Task goal: Return every line of the data that contains the string "path".

Supplied records Start Marker

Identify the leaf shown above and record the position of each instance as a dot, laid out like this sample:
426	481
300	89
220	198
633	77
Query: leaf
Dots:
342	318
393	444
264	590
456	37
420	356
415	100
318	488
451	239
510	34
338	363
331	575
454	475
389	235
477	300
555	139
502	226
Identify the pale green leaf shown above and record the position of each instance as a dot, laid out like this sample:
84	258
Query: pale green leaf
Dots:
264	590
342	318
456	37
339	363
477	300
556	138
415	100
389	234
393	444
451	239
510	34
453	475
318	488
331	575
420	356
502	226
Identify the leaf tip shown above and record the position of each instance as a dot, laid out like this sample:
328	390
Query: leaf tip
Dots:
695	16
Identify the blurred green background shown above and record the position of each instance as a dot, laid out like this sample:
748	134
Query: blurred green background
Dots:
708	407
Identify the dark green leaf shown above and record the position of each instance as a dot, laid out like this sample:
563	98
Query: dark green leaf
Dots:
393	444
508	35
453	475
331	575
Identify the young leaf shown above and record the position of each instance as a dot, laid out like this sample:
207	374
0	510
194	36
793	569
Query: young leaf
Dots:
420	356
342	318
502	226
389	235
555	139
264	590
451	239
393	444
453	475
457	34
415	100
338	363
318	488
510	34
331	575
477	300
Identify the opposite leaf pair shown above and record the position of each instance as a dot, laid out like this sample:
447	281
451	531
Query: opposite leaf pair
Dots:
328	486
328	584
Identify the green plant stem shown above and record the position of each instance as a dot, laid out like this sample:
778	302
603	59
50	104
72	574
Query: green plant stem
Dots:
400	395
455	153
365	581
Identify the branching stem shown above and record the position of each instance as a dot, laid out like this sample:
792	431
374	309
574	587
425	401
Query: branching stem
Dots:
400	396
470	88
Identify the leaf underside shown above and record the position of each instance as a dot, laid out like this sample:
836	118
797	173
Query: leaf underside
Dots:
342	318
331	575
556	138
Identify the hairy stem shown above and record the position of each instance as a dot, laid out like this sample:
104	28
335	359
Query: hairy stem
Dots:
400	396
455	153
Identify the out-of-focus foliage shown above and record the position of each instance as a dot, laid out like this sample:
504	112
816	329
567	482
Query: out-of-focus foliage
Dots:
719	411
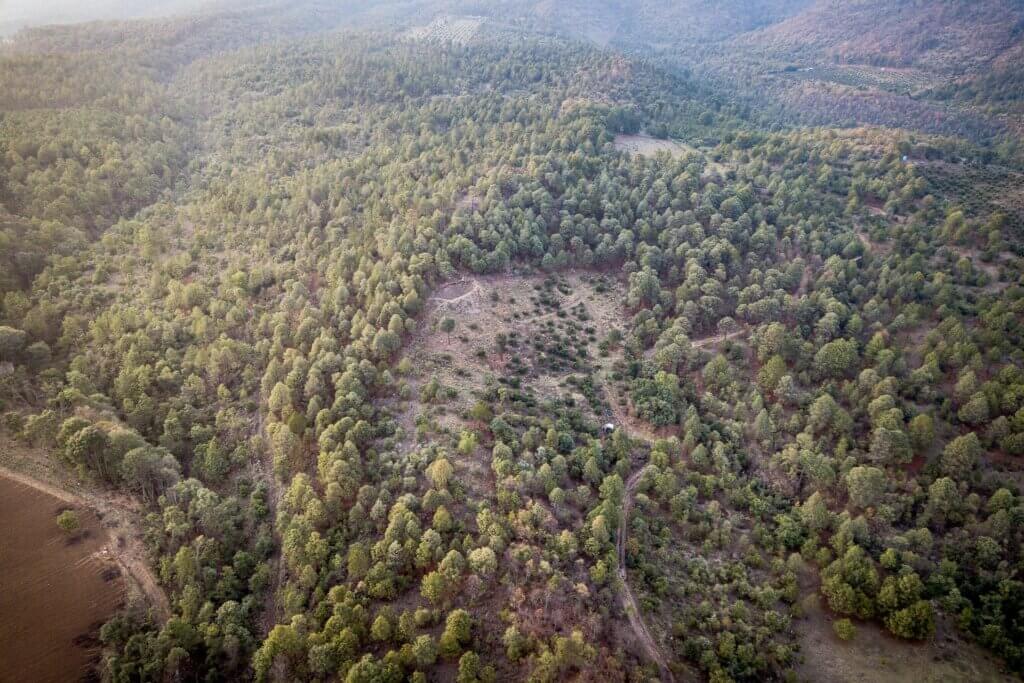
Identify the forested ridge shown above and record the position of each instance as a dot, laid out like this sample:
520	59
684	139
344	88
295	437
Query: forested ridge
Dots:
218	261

Supplied records End Marker
Supplied records Start Marker

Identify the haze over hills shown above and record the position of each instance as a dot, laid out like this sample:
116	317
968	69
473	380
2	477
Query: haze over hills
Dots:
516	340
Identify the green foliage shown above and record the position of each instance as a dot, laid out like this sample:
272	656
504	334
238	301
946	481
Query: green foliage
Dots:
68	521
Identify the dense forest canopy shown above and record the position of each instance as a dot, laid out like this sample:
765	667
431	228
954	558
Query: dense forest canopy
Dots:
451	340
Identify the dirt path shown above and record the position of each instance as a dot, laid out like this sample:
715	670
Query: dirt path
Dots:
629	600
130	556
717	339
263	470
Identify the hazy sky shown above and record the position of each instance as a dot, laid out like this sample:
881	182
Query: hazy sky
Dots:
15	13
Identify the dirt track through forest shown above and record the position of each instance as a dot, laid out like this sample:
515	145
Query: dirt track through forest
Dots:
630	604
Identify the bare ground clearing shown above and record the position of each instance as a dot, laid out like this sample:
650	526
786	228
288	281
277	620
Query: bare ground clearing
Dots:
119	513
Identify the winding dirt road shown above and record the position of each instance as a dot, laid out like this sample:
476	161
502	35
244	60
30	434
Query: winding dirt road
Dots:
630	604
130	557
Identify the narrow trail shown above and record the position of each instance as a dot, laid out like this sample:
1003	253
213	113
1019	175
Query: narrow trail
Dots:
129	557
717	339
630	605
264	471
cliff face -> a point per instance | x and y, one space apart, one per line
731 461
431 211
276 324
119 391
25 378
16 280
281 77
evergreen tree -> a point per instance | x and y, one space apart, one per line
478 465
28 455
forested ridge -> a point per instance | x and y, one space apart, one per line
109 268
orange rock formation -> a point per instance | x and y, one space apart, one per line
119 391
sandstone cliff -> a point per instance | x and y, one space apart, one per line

Supplied records End Marker

Reply:
Identify the dirt path shown above and record the position of each instance as a dot, laid out like this sample:
Query: dirt path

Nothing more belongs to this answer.